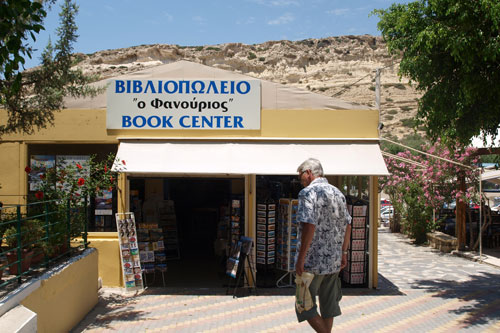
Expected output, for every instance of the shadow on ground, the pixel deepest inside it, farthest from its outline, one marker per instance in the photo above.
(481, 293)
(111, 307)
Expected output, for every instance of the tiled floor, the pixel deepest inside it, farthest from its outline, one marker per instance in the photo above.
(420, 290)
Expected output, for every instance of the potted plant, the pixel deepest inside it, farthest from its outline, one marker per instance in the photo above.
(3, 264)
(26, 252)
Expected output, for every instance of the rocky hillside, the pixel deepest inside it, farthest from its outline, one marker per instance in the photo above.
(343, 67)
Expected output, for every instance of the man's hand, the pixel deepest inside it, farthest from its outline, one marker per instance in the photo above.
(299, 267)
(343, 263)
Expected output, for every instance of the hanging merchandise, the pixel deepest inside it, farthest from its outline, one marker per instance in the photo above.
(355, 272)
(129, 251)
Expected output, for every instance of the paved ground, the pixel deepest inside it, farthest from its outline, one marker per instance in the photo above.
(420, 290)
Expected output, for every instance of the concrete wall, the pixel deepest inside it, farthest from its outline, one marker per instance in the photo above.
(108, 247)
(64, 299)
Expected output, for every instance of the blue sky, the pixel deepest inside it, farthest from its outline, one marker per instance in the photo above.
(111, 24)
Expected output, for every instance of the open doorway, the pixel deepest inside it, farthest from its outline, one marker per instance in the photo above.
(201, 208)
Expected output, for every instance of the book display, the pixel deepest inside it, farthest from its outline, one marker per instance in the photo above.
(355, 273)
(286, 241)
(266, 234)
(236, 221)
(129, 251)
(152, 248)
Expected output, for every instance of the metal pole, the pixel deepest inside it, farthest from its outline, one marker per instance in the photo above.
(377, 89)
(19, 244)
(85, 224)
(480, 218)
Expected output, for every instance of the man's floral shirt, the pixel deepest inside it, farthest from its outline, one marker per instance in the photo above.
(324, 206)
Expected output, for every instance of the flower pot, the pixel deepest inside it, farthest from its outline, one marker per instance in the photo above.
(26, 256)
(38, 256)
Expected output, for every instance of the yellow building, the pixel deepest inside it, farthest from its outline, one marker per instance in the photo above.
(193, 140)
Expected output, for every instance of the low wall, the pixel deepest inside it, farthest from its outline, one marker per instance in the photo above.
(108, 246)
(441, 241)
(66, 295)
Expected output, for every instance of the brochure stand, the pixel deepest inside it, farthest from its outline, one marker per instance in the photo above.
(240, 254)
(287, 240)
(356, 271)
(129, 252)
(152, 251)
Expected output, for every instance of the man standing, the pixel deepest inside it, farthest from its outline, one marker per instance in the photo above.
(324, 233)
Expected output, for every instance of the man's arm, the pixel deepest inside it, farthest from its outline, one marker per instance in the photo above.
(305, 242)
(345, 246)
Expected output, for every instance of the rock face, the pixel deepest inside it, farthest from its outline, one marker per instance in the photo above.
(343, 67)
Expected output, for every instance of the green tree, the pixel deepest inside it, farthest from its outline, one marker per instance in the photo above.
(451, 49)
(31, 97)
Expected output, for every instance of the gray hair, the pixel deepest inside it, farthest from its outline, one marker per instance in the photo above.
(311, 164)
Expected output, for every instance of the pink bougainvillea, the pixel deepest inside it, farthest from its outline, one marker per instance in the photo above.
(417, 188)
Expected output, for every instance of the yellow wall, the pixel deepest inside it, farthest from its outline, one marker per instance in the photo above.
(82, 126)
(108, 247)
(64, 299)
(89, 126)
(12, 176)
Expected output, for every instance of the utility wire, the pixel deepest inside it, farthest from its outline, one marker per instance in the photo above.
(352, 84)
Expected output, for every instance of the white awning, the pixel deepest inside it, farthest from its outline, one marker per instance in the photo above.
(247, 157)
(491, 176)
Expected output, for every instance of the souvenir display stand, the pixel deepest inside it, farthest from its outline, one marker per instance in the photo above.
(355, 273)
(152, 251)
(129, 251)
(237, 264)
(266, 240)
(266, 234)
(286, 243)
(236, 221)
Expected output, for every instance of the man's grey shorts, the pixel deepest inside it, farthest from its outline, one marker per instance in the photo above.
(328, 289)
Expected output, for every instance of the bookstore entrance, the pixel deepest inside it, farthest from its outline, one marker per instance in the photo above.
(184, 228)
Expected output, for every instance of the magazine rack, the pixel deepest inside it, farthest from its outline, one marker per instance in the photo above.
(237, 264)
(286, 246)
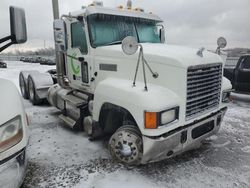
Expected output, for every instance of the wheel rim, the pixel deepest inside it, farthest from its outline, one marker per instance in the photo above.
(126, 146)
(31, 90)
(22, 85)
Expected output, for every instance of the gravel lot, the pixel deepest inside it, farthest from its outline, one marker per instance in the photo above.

--- --- ---

§ THE TASK: Reproduce the data between the line containing "Expected output, for every instance of the man's grey" and the end of the data, inclusive, substituting "periodical shelf" for "magazine rack" and leaving everything else unchanged. Omit the pictures from your answer.

§ SOLUTION TO THIS PROBLEM:
Expected output, for every instance of the man's grey shorts, the pixel deepest inside it, farthest from its outline, one marker per instance in the photo above.
(328, 289)
Expected output, for every instance of the bookstore entrance, the pixel deepest inside it, farthest from its outline, one marker per instance in the photo above.
(184, 228)
Expected output, for every instance of the periodical shelf, the pixel deepest inside it, farthest from its outline, one marker per instance in the photo above.
(237, 264)
(286, 246)
Expected output, for every instance of the wheel rim, the pixel deepest inside it, farthest from its outline, one marker per instance in the photo above.
(126, 146)
(31, 90)
(22, 85)
Expected output, for every instance of the gravel lot, the pixel deepest inside it, farthest from its outline, one marker per instance in the photo above.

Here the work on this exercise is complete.